— start TEXT BLOCK —

How to Fix Peru

Alternate Title: My Ugly American Recipe for Political Reform in Latin America

The protests in Peru were abating as I published the last piece, with what seem like semi-permanent standoffs taking shape in Cusco and Puno, underscoring the identity angle in Peru’s indigenous strongholds and battleground of Tupac Amaru’s rebellion against Spain.

The protesters had various and conflicting demands. The most unlikely with the least support was restoring Pedro Castillo to office. That train left the station when he tried to dissolve Congress, Fujimori style, but with his signature ineptitude for not getting the military on board beforehand. In fact, that demand is why more Peruvians did not join the protests.

The most common demand with the most public support is for new elections to be held. The problem with that is, without changes to the system, new elections will yield the same goofy outcomes as they have been. Not just the fluke of Peru Libre, but the weirdo fundamentalist sect who won five congressional seats in 2020. You’re going to get ineffectual makeups in congress, shitshow after shitshow in Peru.

Political impotence is not unique to Peru, and my proposal can be applied to most of Latin America.

— end TEXT BLOCK —

REQUESTS:
(1) Write out the passage of the essay on fixing Peru, starting with "The protesters had" and going on through "of Latin America.".
(2) Repeat the lines of the records starting with the line with "Expected: one point per instance of the concrete ledge" and going on through the line with "x=624 y=609", and no other lines.

— start DATA FOR PROCESSING —

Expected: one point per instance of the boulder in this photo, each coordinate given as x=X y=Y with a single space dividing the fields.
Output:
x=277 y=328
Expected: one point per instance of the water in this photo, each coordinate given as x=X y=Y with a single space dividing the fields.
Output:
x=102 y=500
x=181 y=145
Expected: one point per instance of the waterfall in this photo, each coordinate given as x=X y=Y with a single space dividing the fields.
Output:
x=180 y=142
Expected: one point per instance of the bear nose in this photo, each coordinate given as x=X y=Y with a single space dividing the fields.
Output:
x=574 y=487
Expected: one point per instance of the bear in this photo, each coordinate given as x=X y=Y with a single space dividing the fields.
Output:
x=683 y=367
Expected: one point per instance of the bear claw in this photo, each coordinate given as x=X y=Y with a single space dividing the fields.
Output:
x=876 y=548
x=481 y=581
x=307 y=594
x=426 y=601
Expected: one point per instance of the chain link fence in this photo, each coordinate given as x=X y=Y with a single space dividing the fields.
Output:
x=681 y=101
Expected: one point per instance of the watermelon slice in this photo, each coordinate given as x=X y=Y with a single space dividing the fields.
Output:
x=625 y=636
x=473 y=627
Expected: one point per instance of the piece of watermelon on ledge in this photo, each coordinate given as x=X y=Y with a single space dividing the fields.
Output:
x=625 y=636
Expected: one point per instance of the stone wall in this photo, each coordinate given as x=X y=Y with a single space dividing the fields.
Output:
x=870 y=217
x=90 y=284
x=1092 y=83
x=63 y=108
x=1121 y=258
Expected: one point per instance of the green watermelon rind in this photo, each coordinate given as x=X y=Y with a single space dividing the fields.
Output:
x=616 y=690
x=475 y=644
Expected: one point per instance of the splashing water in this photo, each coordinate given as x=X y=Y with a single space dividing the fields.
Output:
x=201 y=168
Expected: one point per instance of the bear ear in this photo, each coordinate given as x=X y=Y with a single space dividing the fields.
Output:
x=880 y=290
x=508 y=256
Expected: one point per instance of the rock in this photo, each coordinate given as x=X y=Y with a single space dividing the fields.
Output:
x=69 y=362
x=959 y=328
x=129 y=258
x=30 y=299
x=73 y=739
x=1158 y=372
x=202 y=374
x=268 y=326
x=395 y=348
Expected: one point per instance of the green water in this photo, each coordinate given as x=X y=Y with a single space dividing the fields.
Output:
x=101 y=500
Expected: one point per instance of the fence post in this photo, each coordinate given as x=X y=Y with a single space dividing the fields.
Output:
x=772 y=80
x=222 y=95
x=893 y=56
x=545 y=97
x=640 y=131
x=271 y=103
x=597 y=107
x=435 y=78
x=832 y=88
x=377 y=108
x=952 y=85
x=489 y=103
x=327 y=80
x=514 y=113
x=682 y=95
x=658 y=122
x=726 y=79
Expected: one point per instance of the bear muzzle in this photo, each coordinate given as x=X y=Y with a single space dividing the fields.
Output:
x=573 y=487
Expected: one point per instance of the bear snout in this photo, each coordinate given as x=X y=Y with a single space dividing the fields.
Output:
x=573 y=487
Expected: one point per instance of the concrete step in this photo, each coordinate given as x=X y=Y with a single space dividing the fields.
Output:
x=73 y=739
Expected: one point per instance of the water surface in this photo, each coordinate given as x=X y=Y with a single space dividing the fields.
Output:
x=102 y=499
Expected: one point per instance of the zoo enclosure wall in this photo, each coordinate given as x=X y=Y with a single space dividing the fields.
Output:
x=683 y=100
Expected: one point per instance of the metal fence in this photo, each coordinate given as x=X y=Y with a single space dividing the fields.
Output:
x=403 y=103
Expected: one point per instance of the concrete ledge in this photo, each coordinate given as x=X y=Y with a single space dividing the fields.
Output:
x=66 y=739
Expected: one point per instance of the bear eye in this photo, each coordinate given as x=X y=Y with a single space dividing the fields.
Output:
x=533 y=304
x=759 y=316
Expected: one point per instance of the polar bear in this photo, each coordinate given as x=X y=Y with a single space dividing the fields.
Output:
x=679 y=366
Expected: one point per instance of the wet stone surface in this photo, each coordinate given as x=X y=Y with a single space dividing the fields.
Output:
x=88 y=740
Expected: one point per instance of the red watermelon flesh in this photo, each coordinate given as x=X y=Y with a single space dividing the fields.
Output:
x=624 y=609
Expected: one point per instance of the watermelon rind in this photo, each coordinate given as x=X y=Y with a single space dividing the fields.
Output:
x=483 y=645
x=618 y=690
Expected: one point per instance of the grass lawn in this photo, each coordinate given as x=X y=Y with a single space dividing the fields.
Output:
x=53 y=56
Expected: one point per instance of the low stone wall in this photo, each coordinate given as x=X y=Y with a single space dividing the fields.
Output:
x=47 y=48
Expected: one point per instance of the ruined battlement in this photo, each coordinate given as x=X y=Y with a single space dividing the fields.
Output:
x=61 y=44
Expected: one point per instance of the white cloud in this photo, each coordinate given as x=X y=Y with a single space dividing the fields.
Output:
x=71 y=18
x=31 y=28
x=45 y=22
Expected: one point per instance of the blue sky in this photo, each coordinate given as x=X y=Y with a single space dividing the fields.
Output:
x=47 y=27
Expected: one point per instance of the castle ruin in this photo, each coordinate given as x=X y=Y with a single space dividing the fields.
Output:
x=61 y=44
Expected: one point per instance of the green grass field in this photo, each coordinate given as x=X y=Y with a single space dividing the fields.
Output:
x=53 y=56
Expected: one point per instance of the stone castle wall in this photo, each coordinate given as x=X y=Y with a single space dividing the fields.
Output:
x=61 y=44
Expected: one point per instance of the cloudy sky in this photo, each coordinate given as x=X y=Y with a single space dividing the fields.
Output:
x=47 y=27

— end DATA FOR PROCESSING —
— start DATA FOR PROCESSING —

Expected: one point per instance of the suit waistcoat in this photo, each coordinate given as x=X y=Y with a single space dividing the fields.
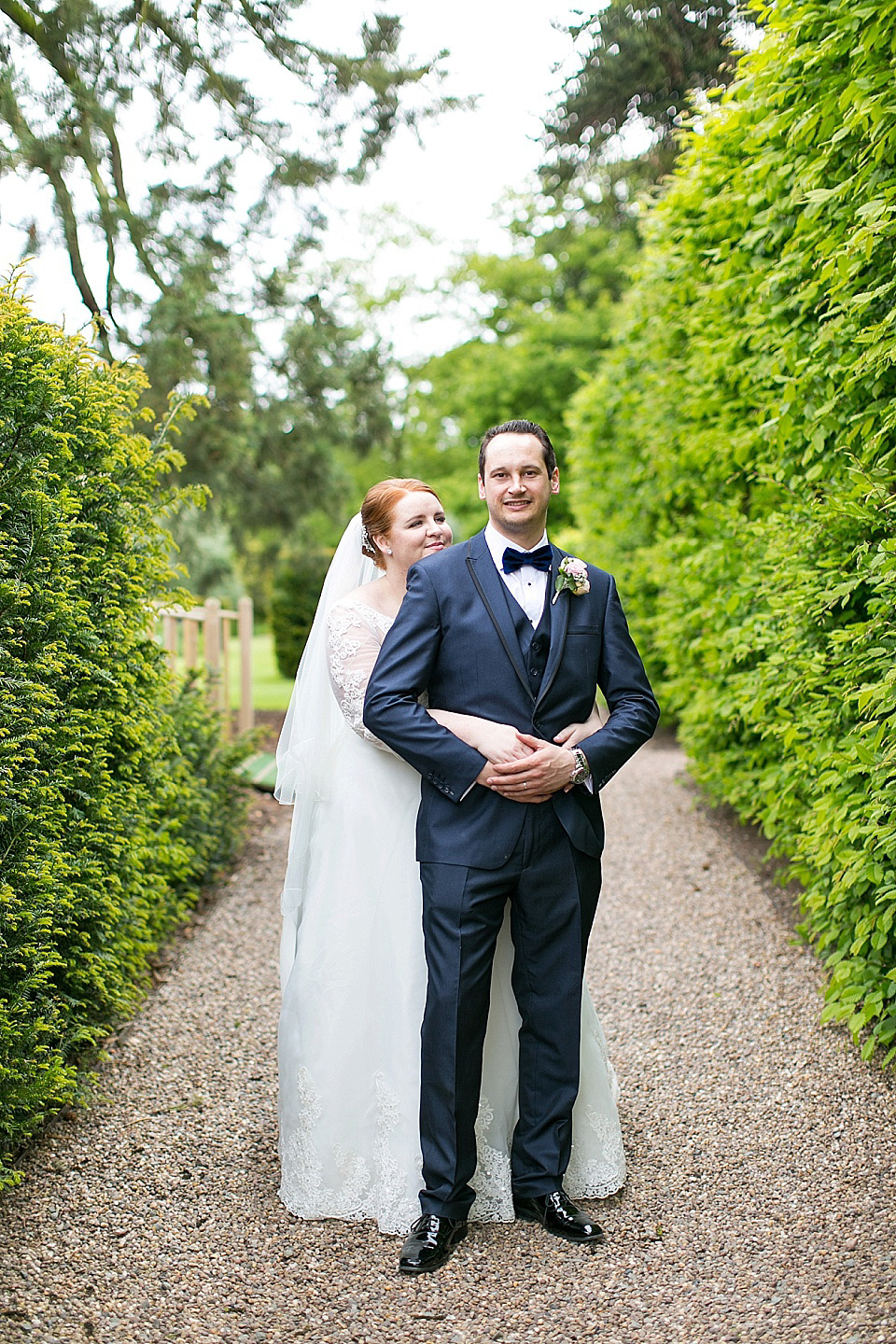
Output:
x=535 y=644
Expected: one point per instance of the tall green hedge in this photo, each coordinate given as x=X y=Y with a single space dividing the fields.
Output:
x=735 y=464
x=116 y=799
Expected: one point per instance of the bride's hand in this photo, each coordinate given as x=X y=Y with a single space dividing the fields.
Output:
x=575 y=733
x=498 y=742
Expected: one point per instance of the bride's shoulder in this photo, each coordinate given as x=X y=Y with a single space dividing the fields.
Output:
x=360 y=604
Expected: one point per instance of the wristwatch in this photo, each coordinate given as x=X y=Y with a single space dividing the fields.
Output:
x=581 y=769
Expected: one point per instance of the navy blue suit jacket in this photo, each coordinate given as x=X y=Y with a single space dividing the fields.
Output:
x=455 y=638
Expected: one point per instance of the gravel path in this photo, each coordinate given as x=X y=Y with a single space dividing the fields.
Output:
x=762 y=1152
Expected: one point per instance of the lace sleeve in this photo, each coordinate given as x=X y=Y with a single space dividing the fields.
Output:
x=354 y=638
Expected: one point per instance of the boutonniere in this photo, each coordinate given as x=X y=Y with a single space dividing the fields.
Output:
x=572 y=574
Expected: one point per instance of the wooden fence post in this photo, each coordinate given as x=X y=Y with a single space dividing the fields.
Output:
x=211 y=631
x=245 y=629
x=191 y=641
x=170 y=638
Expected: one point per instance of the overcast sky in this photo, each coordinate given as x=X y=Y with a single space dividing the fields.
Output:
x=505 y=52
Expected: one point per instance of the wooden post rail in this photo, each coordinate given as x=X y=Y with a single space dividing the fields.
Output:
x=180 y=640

— end DATA FOR PROCESSING —

TASK RESULTS:
(1)
The protesters had various and conflicting demands. The most unlikely with the least support was restoring Pedro Castillo to office. That train left the station when he tried to dissolve Congress, Fujimori style, but with his signature ineptitude for not getting the military on board beforehand. In fact, that demand is why more Peruvians did not join the protests.

The most common demand with the most public support is for new elections to be held. The problem with that is, without changes to the system, new elections will yield the same goofy outcomes as they have been. Not just the fluke of Peru Libre, but the weirdo fundamentalist sect who won five congressional seats in 2020. You’re going to get ineffectual makeups in congress, shitshow after shitshow in Peru.

Political impotence is not unique to Peru, and my proposal can be applied to most of Latin America.

(2)
Expected: one point per instance of the concrete ledge in this photo, each coordinate given as x=X y=Y with a single space dividing the fields.
Output:
x=66 y=739
Expected: one point per instance of the bear eye in this photo, each coordinate given as x=X y=Y with a single space dividing the fields.
Output:
x=533 y=304
x=759 y=316
Expected: one point per instance of the polar bear in this photo, each coordinate given as x=X y=Y with a single space dividing the fields.
Output:
x=679 y=366
Expected: one point per instance of the wet stone surface in this photo, each coordinate given as x=X y=Y with a single space dividing the fields.
Output:
x=88 y=740
Expected: one point per instance of the red watermelon flesh in this photo, each coordinate given as x=X y=Y with a single space dividing the fields.
Output:
x=624 y=609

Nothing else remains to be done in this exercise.